--- start of EXTRACT TO READ ---

The threat to European consumers from soaring gas and electricity prices has dominated recent headlines and impacted bond prices, but informed discussion of the implications for Utilities companies has been lacking.
The supply squeeze caused by the conflict in Ukraine, exacerbated by existing market design, has created three major potential issues for the Utilities sector, essentially involving cost, supply and liquidity:
- Cost: The cost-of-living crisis could lead to an increase in bad debt expenses, as well as the expense of windfall taxes imposed by governments to counter surging prices.
- Supply: Blackouts caused by interrupted or insufficient supply could lead to loss of volumes and revenues.
- Liquidity: The regulatory requirement for utility companies to post collateral for hedging purposes is creating a working capital squeeze for electricity generators.
In the long term, market design will need to evolve — an issue we will cover in a future note. However, in the short term, these issues create both risks and opportunities for investors.
Why have utility prices climbed so high?
The utilities value chain consists of upstream (generation), midstream (networks) and downstream (suppliers) subsectors. Within Europe, large utilities are usually integrated businesses that cover the whole chain.

--- end of EXTRACT TO READ ---

Copy the stretch of the energy price text from "The threat to" through "counter surging prices.", changing "soaring" to "rising".

--- start of DATA SHOWN ---

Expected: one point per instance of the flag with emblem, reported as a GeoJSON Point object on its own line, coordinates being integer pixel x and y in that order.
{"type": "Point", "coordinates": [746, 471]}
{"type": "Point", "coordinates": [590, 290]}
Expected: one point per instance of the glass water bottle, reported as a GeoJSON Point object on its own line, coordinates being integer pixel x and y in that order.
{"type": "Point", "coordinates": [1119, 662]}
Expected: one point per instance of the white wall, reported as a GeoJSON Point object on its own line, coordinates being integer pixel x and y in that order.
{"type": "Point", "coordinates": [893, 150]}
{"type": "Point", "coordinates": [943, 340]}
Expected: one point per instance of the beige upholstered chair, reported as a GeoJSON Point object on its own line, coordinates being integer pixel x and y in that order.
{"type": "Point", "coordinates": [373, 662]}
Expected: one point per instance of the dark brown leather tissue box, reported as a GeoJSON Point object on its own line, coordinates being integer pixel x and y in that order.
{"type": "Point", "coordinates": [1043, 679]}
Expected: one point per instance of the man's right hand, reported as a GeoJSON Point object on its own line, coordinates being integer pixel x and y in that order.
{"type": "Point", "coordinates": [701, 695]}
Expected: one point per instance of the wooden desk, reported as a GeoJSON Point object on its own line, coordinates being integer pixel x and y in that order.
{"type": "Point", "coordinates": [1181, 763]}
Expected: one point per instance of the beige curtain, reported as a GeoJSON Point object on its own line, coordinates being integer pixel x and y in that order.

--- end of DATA SHOWN ---

** ANSWER BELOW **
The threat to European consumers from rising gas and electricity prices has dominated recent headlines and impacted bond prices, but informed discussion of the implications for Utilities companies has been lacking.
The supply squeeze caused by the conflict in Ukraine, exacerbated by existing market design, has created three major potential issues for the Utilities sector, essentially involving cost, supply and liquidity:
- Cost: The cost-of-living crisis could lead to an increase in bad debt expenses, as well as the expense of windfall taxes imposed by governments to counter surging prices.